EXERCISE
Copy all lines below that use the word "shorts".

[Point localization data]
******************************
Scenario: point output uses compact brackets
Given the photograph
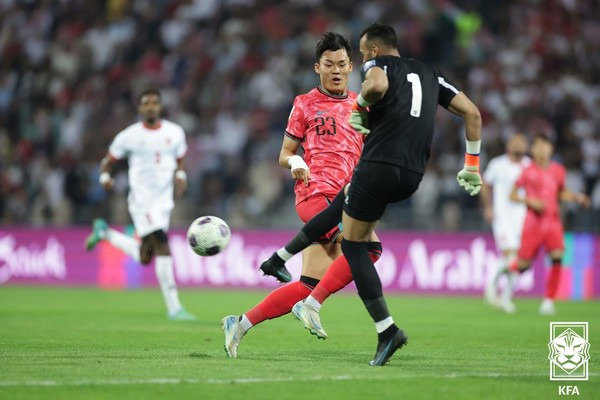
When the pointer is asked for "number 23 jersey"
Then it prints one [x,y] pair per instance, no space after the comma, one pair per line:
[319,121]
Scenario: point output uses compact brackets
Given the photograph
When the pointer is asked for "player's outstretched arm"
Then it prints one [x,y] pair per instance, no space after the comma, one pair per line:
[486,200]
[373,89]
[289,159]
[469,177]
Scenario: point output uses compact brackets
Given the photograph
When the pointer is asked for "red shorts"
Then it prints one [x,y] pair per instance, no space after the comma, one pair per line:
[313,205]
[540,233]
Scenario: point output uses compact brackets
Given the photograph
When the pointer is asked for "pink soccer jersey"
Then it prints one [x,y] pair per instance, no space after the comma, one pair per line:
[544,184]
[332,147]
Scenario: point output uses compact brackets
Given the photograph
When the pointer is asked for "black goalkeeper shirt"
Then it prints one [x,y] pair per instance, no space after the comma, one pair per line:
[401,123]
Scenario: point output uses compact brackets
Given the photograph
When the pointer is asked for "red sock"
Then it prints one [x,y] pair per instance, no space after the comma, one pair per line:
[553,281]
[513,266]
[279,302]
[337,277]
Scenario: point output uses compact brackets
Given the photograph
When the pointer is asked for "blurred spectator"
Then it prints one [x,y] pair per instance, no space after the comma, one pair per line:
[228,71]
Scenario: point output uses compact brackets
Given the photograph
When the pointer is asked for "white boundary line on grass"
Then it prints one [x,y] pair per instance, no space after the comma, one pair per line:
[175,381]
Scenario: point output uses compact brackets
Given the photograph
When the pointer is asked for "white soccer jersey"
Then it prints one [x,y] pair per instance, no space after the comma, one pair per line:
[152,155]
[501,174]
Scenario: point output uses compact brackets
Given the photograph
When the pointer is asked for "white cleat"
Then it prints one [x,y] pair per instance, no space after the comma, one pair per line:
[309,316]
[233,334]
[547,307]
[508,306]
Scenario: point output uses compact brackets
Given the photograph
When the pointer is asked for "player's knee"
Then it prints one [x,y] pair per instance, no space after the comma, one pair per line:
[309,282]
[375,250]
[556,261]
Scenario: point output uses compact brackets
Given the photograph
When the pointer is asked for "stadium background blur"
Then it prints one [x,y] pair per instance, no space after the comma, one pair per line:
[228,71]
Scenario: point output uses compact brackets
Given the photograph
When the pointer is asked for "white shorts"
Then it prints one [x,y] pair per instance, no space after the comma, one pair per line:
[148,221]
[507,235]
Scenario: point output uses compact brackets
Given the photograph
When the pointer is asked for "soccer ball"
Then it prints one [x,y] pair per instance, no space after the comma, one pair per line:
[208,235]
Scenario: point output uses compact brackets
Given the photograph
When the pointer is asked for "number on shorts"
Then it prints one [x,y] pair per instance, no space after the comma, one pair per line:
[415,107]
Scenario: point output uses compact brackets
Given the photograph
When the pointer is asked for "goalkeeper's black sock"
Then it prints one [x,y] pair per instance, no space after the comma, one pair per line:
[319,225]
[369,287]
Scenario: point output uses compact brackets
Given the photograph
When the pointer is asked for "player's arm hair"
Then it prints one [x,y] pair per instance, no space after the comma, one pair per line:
[375,85]
[486,195]
[289,148]
[465,108]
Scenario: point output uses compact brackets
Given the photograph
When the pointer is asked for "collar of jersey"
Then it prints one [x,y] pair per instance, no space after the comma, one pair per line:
[151,128]
[333,96]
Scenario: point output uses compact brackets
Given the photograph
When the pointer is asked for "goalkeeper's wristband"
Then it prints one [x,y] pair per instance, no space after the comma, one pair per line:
[361,104]
[104,178]
[181,175]
[471,161]
[297,162]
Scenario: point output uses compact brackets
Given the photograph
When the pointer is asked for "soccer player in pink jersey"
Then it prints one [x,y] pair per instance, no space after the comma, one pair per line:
[543,183]
[319,123]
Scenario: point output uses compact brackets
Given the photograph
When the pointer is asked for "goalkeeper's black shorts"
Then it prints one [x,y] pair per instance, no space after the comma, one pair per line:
[374,185]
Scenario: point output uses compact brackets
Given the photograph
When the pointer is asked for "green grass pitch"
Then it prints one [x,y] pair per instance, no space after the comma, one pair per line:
[58,343]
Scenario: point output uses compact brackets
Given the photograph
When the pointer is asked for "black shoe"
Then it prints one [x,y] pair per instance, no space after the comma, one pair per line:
[277,269]
[387,348]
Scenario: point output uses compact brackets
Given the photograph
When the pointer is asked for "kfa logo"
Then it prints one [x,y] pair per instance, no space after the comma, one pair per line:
[569,351]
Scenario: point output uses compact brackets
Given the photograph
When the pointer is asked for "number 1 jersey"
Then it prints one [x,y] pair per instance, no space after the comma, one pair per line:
[402,121]
[319,121]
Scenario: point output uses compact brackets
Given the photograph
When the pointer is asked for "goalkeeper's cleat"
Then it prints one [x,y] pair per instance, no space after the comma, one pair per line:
[233,334]
[491,295]
[182,315]
[276,268]
[388,347]
[309,316]
[99,229]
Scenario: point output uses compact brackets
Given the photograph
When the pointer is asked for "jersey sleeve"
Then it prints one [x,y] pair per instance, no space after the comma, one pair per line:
[119,147]
[562,174]
[181,147]
[447,89]
[296,127]
[489,176]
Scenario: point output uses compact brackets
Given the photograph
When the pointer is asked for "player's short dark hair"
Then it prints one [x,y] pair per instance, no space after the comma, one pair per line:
[331,41]
[151,91]
[541,136]
[385,34]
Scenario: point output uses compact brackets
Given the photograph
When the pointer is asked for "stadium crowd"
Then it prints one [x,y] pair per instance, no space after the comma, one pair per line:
[228,71]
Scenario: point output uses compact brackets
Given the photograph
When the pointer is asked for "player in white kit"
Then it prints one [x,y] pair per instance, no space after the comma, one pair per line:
[506,216]
[155,149]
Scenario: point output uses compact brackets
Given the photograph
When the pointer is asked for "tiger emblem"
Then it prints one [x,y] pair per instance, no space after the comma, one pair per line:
[569,351]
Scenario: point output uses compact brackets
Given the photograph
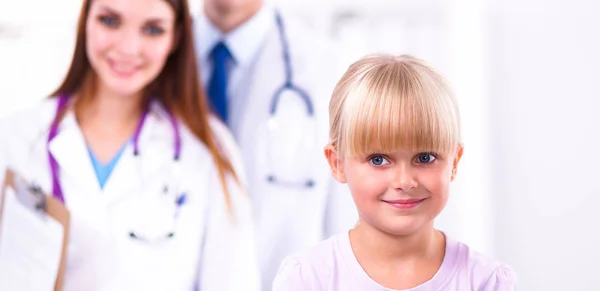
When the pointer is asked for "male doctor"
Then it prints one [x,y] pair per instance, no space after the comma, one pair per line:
[242,48]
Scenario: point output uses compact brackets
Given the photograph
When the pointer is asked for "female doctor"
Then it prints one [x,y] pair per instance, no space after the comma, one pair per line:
[152,182]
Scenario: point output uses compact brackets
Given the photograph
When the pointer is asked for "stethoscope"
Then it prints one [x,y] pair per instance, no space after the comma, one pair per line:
[272,122]
[153,224]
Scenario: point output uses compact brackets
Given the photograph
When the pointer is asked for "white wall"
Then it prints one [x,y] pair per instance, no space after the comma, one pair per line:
[544,76]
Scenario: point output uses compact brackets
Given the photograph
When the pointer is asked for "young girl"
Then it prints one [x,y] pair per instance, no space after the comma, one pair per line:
[395,140]
[127,144]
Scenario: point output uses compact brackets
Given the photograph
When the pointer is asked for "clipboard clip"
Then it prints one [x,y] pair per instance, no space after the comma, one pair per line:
[41,204]
[31,195]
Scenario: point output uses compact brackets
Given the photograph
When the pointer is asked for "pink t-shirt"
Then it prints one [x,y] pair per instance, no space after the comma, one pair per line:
[332,266]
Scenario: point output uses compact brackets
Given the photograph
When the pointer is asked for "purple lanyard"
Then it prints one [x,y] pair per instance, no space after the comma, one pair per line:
[62,103]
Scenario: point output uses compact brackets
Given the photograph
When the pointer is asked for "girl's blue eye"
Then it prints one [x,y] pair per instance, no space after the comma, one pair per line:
[378,161]
[425,158]
[109,21]
[153,30]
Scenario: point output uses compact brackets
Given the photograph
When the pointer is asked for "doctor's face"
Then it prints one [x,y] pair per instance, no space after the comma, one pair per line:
[128,42]
[401,192]
[231,6]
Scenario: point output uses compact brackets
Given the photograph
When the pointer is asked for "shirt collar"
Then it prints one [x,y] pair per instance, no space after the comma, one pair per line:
[243,42]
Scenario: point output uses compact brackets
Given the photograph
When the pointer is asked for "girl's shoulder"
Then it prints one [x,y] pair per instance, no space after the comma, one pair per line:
[484,271]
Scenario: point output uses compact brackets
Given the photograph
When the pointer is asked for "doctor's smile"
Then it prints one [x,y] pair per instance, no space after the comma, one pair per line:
[404,204]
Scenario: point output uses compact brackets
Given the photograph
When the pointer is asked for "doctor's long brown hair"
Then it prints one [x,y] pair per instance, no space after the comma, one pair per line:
[177,87]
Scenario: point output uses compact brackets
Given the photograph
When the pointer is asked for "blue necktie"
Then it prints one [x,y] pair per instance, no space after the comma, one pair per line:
[217,86]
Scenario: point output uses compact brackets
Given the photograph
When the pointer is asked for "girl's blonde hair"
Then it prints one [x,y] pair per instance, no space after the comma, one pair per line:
[385,103]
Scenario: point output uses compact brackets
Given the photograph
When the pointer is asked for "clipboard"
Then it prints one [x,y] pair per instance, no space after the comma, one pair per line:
[46,205]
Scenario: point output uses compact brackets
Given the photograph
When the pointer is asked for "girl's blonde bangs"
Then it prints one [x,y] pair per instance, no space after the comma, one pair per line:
[399,106]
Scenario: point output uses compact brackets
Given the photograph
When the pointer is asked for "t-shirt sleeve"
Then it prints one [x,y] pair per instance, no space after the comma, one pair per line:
[503,279]
[293,275]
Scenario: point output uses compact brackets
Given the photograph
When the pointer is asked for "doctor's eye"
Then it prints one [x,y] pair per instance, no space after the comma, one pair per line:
[378,160]
[109,21]
[426,158]
[153,30]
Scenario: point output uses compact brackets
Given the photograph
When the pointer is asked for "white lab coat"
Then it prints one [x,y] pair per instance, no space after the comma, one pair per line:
******************************
SOLUTION TO THE PROBLEM
When the pointer is asked for "red shorts"
When the pointer is asked for "white shorts"
When the pointer is asked for "number on shorts"
When the pointer is asked for "goalkeeper's black shorts"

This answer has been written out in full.